▶ **TEXTABSCHNITT**:
====

Begründet werden die Kürzungen mit den Vorgaben des Stabilitätsrats von Bund und Ländern, der die öffentlichen Haushalte überwacht. Konkret bedeutet das z. B. eine Verlängerung der Arbeitszeit für Beamte auf 41 Stunden und die Herabsenkung der Qualitätsstandards an Bremer Kitas. An den Häfen stehe die Umstellung auf Automatisierung an, erklärte Morisse, der bei Verdi für Hafen und Kommune Bremerhaven zuständig ist. Weil das so viel kostet, seien Landespolitik und Häfen interessiert an guten Deals mit den großen Reedereien (siehe Hamburger Hafen oder die Maersk-Beteiligung in Bremerhaven). Die bedeuteten zwar Finanzmittel, aber auch Arbeitsplatzabbau, und letztlich entledige sich das Land eines zusätzlichen Standbeins von dem, was ein Gesamtsozialstaat sein könnte, erläuterte Morisse.

====

▶ **EXTRAHIERTE INFORMATIONEN**:
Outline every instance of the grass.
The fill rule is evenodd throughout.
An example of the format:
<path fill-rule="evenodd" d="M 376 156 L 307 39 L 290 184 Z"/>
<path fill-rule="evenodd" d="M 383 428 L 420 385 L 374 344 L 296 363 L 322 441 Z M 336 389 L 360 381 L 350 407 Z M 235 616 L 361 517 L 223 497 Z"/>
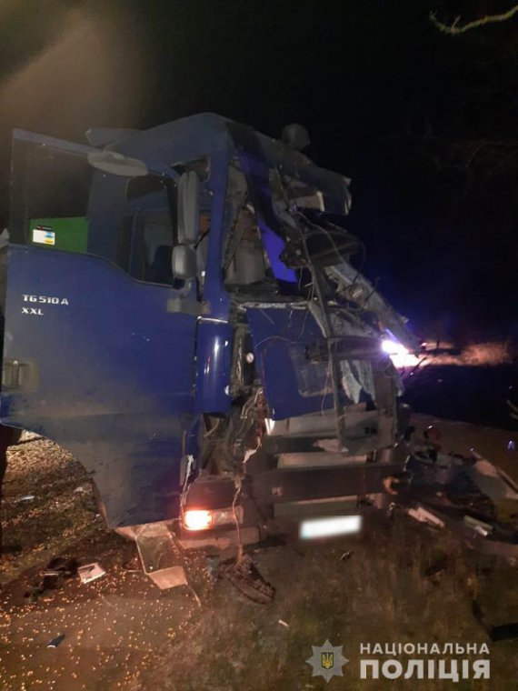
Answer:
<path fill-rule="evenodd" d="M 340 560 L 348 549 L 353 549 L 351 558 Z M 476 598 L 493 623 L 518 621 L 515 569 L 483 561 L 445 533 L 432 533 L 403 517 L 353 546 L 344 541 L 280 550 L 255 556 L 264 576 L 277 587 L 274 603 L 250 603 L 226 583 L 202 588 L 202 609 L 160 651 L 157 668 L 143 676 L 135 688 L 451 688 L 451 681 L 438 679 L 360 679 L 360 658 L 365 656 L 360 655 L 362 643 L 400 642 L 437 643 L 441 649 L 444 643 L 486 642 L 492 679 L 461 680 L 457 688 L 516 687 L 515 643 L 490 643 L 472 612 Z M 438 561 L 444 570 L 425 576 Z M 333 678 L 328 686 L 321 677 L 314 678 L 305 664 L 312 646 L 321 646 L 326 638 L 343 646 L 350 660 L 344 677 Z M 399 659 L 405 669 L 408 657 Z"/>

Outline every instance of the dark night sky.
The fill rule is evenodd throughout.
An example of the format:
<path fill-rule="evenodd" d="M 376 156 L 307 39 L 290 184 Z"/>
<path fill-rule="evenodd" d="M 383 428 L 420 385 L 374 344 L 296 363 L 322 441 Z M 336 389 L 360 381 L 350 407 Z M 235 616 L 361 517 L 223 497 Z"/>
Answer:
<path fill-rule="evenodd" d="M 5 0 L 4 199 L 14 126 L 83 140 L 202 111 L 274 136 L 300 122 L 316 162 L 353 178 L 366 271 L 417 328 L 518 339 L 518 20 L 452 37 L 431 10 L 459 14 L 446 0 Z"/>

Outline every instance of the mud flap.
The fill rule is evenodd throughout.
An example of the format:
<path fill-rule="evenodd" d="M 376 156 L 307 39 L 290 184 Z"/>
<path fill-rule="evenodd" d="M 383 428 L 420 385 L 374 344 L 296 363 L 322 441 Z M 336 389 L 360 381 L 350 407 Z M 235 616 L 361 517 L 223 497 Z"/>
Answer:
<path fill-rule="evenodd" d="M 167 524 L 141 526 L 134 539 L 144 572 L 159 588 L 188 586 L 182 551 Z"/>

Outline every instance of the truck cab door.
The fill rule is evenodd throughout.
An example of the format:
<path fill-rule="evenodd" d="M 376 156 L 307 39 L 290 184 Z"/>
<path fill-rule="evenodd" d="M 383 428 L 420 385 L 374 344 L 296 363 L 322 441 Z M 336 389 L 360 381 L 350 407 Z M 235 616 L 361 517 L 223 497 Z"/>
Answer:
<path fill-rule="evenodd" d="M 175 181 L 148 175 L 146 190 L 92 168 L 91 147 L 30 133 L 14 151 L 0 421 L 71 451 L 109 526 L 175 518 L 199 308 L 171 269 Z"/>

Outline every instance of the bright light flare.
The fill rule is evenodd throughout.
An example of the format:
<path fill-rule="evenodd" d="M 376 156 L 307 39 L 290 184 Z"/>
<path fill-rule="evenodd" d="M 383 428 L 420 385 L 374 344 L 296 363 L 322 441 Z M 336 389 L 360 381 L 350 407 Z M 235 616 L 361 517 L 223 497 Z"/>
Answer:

====

▶ **ZU BEARBEITEN**:
1. Beantworte zum Textabschnitt über die Bremer Kürzungen diese Fragen:
(a) Auf wie viele Stunden soll die Arbeitszeit für Beamte verlängert werden?
(b) Wofür ist Morisse bei Verdi zuständig?
(c) Welche Umstellung steht laut Morisse an den Häfen an?
2. Führe den Textabschnitt über die Bremer Kürzungen bitte im Anschluss an seinen letzten Satz weiter.

▶ **ANTWORTEN NACH REIHENFOLGE**:
1.
(a) Auf 41 Stunden.
(b) Für Hafen und Kommune Bremerhaven.
(c) Die Umstellung auf Automatisierung.

2.
»In diese Situation knallt die sogenannte Zeitenwende rein.« Die Landespolitik hoffe auf das im März beschlossene Infrastrukturpaket. Aber für Bremerhaven würden allenfalls 15 Millionen abfallen, die auf ein jährliches Defizit von 50 Millionen träfen, rechnete Morisse vor. Ein Tropfen auf den heißen Stein.

Lena Fuhrmann, Betriebsrätin und Aufsichtsratsmitglied der Salzgitter Flachstahl GmbH, ging auf die Zulassung für die Stahlgüte »Secure 500« ein, die die Salzgitter AG kürzlich erhalten hatte. Sie betrifft die Tochterfirma Ilsenburger Grobblech, die bisher Stahl für u. a. Windkraftanlagen hergestellt hat. Künftig kann sie Stahl für Panzer bereitstellen. Vor dem Hintergrund der Stahlkrise und der nötigen Förderungen, die der Konzern zusätzlich für den Umbau der Stahlproduktion brauche, wolle sich die Salzgitter AG mit diesem Schritt unersetzlich machen. Denn neben SSAB sei die Salzgitter AG jetzt der einzige innereuropäische Lieferant für Panzerstahl.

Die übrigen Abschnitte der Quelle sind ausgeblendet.